§ **ТЕКСТ ДЛЯ ЧТЕНИЯ**
Подобно тому как многие современники Бахтина были заворожены идеей диалога, Томас Манн был захвачен другой большой идеей своего времени — идеей вечного настоящего, которую считали особой формой восприятия времени, свойственной мифологическому сознанию [479].
За идеей «вечного настоящего» стоял, начавшийся одновременно с возникновением науки мифологии, поиск особой логики мифа, стремление обнаружить законы, управляющие мифологическим сознанием. Ибо алогичность мифа отлична от алогичности истории. В мифе нас поражает не просто отсутствие логики, а наличие сильных идей или образов, которые не поддаются логике, противостоят и сопротивляются логичности. Этот же поиск направлял размышления и Томаса Манна. Как и его современников — например, немецкого философа-неокантианца Эрнеста Кассирера, — Томаса Манна особенно занимал вопрос о логической состоятельности мифологического мышления:
Шар катится, и никогда нельзя будет установить, где берет начало какая-то история — на небе или на земле. Истине служит тот, кто утверждает, что все они соответственно и одновременно разыгрываются здесь и там и только нашему взгляду кажется, будто они опускаются вновь и вновь поднимаются. Истории опускаются, подобно тому как Бог становится человеком, они становятся земными и, так сказать, обмениваются [480].
Само название «вечное настоящее», подчеркивающее его неизменный характер, мешало задуматься о других свойствах времени мифа. Разве не скольжение назад во времени помогало героям Манна спутать их собственную жизнь и миф? Но обращение времени вспять возможно только из момента его разрыва, когда прервалось его необратимое течение в будущее.
Образ катящегося шара был любимой метафорой Томаса Манна для описания вечного настоящего. Его обращение, в котором утрачивалось различие между верхом и низом, земным и божественным, покоилось на представлении о непрерывном времени, исключая мысль о его разрывах. Но разве не в результате именно такого разрыва Иосиф мог «мечтательно забыть» о том, сколько поколений отделяет его от его предка, Урского странника, и вообразить себя им, в чем, с точки зрения Манна, и состояла важная особенность мифологического сознания?
Опыт прерывности внутреннего времени субъекта известен нам из нашей повседневности. К нему относится сон, но также и обморок, потеря сознания, ситуации, когда во сне или наяву вдруг становится «темно». Вспомним выпадения из времени, от которых так страдал г-н Голядкин. Амнезия или эпилептический припадок тоже являются формами разрыва собственного времени субъекта. Потеряв сознание, мы «приходим в себя», сохраняя память о единстве нашей личности. Но разве это является надежным свидетельством непрерывности времени? И куда именно мы возвращаемся, в какой момент собственного времени? В наше будущее? Или в наше настоящее? В прошлое? Которое мы «проспали», «пропустили», прозевали — иными словами, часть времени протекла мимо нас, пока мы не помнили? И не мог ли разрыв уничтожить, поглотить наше время?

§ **РАЗДЕЛ ДАННЫХ**
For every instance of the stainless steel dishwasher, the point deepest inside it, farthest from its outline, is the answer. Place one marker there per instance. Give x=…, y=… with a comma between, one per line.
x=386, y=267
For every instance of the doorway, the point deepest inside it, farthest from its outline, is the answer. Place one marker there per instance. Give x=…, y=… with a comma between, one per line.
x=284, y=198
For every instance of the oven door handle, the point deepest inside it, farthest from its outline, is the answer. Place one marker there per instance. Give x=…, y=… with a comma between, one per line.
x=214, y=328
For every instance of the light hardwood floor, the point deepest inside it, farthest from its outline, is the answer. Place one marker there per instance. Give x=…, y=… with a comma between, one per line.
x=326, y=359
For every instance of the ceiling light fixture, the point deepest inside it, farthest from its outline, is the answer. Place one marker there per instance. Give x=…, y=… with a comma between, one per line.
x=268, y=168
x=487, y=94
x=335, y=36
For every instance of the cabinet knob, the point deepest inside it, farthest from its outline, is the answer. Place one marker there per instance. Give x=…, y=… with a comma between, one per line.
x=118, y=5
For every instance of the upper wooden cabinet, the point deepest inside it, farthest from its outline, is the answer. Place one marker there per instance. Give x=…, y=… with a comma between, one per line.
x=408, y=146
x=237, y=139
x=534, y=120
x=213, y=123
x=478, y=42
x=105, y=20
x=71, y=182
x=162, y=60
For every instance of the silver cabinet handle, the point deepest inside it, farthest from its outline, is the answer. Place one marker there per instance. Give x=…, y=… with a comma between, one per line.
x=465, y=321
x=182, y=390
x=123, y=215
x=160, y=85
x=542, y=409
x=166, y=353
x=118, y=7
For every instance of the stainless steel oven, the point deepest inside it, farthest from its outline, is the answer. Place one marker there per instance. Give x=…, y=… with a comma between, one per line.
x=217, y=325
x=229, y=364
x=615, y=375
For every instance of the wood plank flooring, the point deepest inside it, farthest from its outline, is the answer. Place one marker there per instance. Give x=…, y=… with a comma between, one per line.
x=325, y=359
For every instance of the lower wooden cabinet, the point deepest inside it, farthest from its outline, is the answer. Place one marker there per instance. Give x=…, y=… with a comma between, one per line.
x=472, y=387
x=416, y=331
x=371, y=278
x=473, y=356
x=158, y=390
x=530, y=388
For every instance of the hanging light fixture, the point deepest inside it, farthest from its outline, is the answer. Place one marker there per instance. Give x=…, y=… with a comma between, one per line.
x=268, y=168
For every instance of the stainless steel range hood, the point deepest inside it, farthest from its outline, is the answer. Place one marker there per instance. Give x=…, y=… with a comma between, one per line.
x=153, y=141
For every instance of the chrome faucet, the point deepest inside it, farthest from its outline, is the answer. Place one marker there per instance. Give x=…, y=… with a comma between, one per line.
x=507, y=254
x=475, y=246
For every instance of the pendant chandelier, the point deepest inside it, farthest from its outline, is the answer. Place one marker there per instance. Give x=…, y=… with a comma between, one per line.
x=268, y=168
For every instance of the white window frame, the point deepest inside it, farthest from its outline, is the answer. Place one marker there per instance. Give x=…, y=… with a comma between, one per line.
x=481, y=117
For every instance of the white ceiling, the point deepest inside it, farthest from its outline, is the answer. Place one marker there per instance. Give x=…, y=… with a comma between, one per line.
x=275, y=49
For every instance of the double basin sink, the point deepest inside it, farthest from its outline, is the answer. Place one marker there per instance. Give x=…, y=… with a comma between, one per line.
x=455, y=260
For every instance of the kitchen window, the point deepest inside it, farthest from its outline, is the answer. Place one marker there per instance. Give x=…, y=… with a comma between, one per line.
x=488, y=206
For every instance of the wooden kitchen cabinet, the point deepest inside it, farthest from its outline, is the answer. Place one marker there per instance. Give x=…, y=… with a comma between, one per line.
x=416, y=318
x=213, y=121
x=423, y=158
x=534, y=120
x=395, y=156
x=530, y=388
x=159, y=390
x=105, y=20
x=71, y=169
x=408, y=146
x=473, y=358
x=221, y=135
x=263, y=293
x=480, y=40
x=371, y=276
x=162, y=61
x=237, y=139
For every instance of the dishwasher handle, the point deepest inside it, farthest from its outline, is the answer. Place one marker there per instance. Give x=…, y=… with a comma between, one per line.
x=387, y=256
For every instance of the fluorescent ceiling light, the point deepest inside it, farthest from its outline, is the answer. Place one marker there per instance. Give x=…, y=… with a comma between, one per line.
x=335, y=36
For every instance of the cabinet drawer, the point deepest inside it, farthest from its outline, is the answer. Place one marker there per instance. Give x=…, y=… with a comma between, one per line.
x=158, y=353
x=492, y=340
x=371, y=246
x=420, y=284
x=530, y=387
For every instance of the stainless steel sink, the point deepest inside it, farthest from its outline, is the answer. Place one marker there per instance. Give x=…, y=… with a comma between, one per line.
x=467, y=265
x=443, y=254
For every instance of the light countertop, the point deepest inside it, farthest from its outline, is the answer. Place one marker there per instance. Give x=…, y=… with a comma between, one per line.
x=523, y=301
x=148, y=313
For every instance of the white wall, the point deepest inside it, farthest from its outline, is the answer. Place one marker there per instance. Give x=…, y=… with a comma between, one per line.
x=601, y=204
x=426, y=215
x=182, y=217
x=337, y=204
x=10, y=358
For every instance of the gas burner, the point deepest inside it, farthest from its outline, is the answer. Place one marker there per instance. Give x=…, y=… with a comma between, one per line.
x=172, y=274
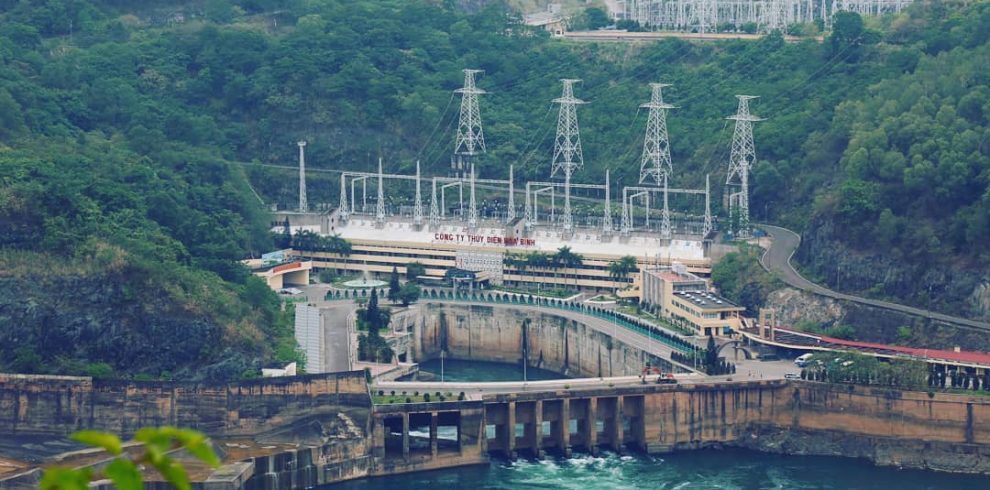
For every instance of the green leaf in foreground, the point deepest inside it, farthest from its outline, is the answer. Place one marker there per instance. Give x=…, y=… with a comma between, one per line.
x=125, y=474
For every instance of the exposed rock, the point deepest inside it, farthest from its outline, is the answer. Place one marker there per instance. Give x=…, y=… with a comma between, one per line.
x=793, y=305
x=979, y=301
x=71, y=321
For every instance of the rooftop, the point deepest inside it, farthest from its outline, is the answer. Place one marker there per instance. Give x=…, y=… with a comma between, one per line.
x=584, y=241
x=705, y=300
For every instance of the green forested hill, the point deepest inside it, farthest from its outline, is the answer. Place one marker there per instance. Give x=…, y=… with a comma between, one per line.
x=128, y=132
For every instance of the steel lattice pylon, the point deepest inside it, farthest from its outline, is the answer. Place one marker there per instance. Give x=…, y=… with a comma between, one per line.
x=741, y=159
x=655, y=161
x=470, y=138
x=567, y=153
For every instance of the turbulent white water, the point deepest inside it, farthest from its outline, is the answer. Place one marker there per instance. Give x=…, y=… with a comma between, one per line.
x=697, y=470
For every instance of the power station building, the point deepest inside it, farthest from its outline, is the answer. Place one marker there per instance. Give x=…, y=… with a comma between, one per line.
x=685, y=298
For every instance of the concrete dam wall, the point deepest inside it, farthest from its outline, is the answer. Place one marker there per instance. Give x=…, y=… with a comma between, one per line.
x=60, y=405
x=498, y=333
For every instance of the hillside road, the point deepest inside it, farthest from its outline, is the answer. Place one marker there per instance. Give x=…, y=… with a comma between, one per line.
x=777, y=259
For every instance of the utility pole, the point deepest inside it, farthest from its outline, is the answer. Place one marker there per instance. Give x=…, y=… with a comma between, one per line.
x=418, y=205
x=303, y=204
x=342, y=207
x=607, y=222
x=470, y=139
x=434, y=208
x=665, y=230
x=741, y=159
x=510, y=213
x=380, y=205
x=472, y=207
x=708, y=226
x=567, y=153
x=626, y=225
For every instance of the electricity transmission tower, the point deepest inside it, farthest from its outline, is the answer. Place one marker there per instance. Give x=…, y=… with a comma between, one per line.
x=470, y=139
x=567, y=146
x=655, y=162
x=741, y=160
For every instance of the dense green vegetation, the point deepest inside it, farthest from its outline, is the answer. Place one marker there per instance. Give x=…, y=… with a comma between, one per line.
x=129, y=135
x=740, y=277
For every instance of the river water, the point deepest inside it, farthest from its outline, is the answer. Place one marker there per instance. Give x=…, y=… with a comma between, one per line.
x=694, y=470
x=728, y=469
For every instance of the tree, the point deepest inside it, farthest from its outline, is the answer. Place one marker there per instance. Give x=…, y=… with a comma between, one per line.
x=711, y=356
x=125, y=471
x=408, y=294
x=596, y=18
x=621, y=268
x=372, y=316
x=414, y=270
x=567, y=259
x=393, y=285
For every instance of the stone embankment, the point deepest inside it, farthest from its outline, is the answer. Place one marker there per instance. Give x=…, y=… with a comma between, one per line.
x=312, y=430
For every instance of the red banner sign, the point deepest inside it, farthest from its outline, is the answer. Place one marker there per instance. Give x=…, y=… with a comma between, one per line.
x=483, y=240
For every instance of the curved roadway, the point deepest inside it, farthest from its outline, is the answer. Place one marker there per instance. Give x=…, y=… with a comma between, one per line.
x=777, y=259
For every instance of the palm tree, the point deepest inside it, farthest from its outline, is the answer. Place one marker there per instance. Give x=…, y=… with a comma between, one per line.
x=616, y=271
x=567, y=259
x=538, y=260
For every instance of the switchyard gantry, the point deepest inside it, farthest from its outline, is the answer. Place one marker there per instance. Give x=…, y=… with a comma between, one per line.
x=653, y=190
x=710, y=16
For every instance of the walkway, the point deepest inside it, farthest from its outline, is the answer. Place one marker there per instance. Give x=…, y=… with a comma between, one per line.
x=777, y=259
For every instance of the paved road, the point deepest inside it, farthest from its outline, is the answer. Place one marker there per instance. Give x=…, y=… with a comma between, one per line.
x=474, y=389
x=778, y=259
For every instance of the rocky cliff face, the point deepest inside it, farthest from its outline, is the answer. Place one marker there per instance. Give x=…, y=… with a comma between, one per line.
x=61, y=324
x=951, y=290
x=793, y=306
x=872, y=324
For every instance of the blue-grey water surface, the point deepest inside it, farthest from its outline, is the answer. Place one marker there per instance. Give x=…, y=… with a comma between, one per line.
x=729, y=469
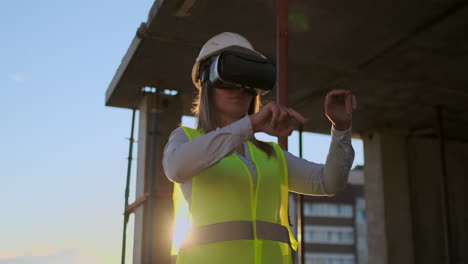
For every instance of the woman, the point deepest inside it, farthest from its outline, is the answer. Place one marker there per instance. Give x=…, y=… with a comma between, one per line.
x=237, y=186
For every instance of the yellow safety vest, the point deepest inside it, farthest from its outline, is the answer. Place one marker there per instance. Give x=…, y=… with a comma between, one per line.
x=232, y=223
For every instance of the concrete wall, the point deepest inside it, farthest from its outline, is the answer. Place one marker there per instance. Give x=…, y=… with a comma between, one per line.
x=403, y=195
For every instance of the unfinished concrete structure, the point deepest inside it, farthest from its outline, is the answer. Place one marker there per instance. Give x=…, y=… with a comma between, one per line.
x=405, y=61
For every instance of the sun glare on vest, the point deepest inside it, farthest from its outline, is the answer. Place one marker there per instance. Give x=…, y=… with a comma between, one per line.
x=182, y=220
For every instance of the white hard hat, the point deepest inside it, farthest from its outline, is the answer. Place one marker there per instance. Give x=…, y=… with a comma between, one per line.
x=219, y=43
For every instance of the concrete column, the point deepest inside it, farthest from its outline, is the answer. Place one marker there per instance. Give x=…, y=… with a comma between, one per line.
x=389, y=223
x=426, y=177
x=155, y=217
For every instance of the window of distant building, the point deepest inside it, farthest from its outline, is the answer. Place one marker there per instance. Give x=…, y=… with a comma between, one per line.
x=342, y=235
x=328, y=258
x=328, y=210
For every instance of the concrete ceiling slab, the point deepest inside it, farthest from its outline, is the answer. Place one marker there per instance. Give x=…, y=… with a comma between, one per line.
x=401, y=58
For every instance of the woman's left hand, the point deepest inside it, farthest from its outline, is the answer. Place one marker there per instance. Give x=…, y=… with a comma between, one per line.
x=339, y=106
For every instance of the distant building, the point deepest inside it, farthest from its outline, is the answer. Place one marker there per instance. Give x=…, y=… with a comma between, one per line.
x=335, y=227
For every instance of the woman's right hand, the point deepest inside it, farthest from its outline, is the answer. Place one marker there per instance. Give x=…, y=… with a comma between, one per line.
x=276, y=120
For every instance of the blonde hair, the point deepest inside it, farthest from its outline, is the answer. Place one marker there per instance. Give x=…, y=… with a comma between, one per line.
x=205, y=112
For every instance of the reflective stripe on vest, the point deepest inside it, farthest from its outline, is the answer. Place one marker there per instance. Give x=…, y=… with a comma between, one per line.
x=235, y=230
x=233, y=220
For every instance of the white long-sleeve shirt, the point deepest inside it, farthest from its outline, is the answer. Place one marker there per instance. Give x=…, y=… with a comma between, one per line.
x=184, y=158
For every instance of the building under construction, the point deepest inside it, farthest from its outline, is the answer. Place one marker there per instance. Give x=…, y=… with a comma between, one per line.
x=403, y=60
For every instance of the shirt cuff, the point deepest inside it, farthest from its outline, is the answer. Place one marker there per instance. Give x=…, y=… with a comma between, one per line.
x=337, y=134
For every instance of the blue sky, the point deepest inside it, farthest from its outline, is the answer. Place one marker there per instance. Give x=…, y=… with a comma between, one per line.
x=63, y=159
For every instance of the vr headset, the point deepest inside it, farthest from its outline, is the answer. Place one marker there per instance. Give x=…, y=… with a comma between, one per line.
x=234, y=70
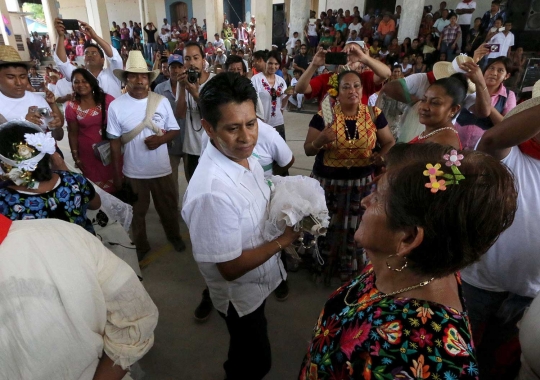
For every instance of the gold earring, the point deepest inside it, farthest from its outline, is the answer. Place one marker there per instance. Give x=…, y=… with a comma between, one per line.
x=400, y=269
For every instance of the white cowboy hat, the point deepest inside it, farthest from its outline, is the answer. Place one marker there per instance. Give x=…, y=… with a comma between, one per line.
x=446, y=69
x=136, y=64
x=534, y=101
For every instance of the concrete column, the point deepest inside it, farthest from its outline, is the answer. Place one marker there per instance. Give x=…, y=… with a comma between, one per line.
x=297, y=16
x=51, y=12
x=9, y=38
x=98, y=18
x=263, y=22
x=214, y=18
x=412, y=12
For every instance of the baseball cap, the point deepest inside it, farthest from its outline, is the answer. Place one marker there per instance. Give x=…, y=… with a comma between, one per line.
x=175, y=58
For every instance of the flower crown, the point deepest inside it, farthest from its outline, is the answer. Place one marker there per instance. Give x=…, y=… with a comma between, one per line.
x=452, y=161
x=24, y=162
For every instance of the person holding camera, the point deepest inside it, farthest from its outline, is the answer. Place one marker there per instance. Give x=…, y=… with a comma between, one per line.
x=18, y=103
x=191, y=82
x=94, y=58
x=143, y=123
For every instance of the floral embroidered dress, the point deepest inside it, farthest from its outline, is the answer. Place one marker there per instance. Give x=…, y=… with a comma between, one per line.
x=389, y=338
x=89, y=122
x=68, y=201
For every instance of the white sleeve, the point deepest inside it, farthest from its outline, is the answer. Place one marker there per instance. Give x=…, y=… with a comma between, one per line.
x=66, y=68
x=115, y=62
x=170, y=124
x=131, y=314
x=113, y=126
x=216, y=215
x=281, y=153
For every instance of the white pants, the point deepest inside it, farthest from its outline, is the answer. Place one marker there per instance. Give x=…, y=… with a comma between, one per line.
x=297, y=100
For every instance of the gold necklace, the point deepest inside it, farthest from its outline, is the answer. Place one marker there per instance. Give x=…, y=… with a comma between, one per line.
x=383, y=295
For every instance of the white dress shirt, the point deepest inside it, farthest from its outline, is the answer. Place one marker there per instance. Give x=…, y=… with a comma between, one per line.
x=225, y=209
x=107, y=81
x=65, y=302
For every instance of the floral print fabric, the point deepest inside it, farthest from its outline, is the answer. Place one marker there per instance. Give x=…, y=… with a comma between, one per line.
x=68, y=201
x=389, y=338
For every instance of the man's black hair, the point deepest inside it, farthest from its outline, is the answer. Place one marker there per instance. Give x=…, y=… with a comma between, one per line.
x=222, y=89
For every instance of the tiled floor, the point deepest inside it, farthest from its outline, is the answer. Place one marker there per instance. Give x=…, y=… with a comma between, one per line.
x=185, y=349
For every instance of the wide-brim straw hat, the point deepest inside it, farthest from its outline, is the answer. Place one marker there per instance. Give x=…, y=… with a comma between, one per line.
x=8, y=55
x=446, y=69
x=534, y=101
x=136, y=64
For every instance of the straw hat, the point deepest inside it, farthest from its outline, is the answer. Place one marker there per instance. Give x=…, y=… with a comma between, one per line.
x=446, y=69
x=136, y=64
x=534, y=101
x=8, y=54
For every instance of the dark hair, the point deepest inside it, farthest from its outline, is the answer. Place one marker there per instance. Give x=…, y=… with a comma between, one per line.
x=101, y=54
x=222, y=89
x=11, y=136
x=13, y=64
x=235, y=59
x=193, y=43
x=456, y=87
x=97, y=94
x=274, y=54
x=342, y=75
x=507, y=62
x=260, y=54
x=461, y=223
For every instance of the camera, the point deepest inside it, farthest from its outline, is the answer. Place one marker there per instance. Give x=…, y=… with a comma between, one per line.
x=193, y=76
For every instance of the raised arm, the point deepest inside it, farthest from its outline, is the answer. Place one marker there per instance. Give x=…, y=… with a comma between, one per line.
x=499, y=140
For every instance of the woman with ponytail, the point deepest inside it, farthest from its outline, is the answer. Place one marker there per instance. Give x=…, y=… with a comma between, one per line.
x=86, y=116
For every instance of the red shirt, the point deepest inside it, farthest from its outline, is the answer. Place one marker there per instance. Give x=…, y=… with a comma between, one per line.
x=319, y=86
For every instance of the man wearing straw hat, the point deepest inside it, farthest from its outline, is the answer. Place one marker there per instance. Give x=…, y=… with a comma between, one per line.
x=500, y=286
x=143, y=122
x=17, y=103
x=94, y=59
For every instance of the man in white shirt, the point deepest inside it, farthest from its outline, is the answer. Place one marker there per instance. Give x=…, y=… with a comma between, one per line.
x=146, y=161
x=94, y=59
x=187, y=106
x=17, y=103
x=225, y=208
x=465, y=9
x=76, y=312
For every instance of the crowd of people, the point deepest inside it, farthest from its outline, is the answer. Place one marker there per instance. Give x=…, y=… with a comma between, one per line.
x=404, y=218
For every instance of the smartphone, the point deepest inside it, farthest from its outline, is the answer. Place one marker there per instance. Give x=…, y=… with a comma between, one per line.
x=494, y=48
x=336, y=59
x=71, y=24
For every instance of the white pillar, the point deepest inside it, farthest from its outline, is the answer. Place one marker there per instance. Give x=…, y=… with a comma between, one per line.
x=297, y=16
x=263, y=22
x=51, y=12
x=98, y=18
x=9, y=38
x=412, y=12
x=214, y=18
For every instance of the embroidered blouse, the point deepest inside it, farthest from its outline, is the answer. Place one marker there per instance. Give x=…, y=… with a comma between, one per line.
x=390, y=338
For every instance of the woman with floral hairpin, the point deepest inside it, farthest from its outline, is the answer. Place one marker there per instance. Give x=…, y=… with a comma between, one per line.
x=343, y=139
x=272, y=92
x=40, y=185
x=405, y=317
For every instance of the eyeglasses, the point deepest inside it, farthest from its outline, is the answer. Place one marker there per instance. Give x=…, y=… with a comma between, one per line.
x=273, y=94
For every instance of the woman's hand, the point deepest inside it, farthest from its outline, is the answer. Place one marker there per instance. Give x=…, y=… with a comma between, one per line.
x=326, y=136
x=474, y=73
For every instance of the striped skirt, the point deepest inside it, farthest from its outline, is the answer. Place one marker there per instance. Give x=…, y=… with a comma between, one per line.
x=343, y=258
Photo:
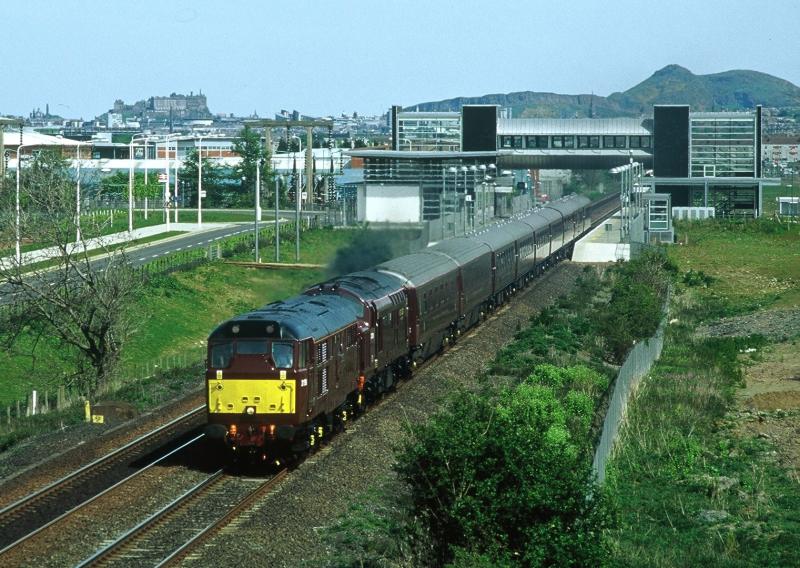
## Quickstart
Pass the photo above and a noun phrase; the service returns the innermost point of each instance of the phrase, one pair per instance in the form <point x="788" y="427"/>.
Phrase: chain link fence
<point x="637" y="364"/>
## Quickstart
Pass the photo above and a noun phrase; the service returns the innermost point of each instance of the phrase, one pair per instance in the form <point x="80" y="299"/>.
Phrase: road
<point x="149" y="252"/>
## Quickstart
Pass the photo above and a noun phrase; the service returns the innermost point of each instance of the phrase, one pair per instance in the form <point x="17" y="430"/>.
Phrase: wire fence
<point x="637" y="364"/>
<point x="42" y="402"/>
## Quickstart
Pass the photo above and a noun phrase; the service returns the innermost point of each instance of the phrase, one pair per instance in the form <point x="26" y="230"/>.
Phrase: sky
<point x="322" y="57"/>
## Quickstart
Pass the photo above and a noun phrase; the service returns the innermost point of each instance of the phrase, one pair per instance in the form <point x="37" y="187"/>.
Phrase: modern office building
<point x="708" y="159"/>
<point x="425" y="131"/>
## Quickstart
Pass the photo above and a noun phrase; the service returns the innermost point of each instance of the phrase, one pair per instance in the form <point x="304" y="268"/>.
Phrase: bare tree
<point x="80" y="293"/>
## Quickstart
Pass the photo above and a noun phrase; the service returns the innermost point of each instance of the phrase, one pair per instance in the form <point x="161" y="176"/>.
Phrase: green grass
<point x="677" y="457"/>
<point x="754" y="264"/>
<point x="100" y="251"/>
<point x="680" y="454"/>
<point x="786" y="189"/>
<point x="177" y="312"/>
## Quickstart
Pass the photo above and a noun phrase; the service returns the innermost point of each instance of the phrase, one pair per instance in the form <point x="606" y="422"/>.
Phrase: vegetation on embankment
<point x="501" y="475"/>
<point x="175" y="314"/>
<point x="692" y="484"/>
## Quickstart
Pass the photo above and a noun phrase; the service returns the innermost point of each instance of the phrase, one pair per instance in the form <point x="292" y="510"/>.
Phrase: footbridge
<point x="573" y="143"/>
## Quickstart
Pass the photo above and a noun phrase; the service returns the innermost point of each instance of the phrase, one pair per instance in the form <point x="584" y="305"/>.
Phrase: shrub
<point x="504" y="478"/>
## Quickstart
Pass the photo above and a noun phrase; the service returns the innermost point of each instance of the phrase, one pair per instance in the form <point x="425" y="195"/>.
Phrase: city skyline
<point x="359" y="56"/>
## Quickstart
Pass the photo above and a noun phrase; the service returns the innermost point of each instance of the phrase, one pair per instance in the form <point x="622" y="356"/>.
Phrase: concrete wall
<point x="390" y="204"/>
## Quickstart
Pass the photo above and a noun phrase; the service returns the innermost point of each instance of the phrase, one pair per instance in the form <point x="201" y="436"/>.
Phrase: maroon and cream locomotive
<point x="283" y="377"/>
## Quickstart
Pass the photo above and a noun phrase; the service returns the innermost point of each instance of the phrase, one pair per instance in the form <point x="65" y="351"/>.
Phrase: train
<point x="282" y="378"/>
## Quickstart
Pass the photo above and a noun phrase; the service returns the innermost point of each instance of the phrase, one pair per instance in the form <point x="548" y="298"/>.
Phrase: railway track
<point x="40" y="509"/>
<point x="201" y="512"/>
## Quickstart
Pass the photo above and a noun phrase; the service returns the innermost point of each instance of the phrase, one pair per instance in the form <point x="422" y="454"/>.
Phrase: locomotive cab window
<point x="282" y="354"/>
<point x="221" y="354"/>
<point x="251" y="347"/>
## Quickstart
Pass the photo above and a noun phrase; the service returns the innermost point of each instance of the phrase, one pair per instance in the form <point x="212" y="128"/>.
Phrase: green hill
<point x="730" y="90"/>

§ **ЗАДАНИЯ К УПРАЖНЕНИЮ**
1 - Кратко ответьте на вопросы по тексту о Томасе Манне.
(а) Какого немецкого философа текст называет современником Томаса Манна, которого также занимала логическая состоятельность мифологического мышления?
(б) Какой образ был любимой метафорой Томаса Манна для описания вечного настоящего?
(в) Какой персонаж, по тексту, страдал от выпадений из времени?
2 - Процитируйте фрагмент текста о Томасе Манне, который открывается словами «Подобно тому как многие» и завершается словами «мифологическому сознанию [479].».
Для выполнения заданий используйте исключительно текст о Томасе Манне.

§ **ОТВЕТЫ ПО ПОРЯДКУ**
1 -
(а) Эрнест Кассирер, философ-неокантианец.
(б) Образ катящегося шара.
(в) Г-н Голядкин.

2 -
Подобно тому как многие современники Бахтина были заворожены идеей диалога, Томас Манн был захвачен другой большой идеей своего времени — идеей вечного настоящего, которую считали особой формой восприятия времени, свойственной мифологическому сознанию [479].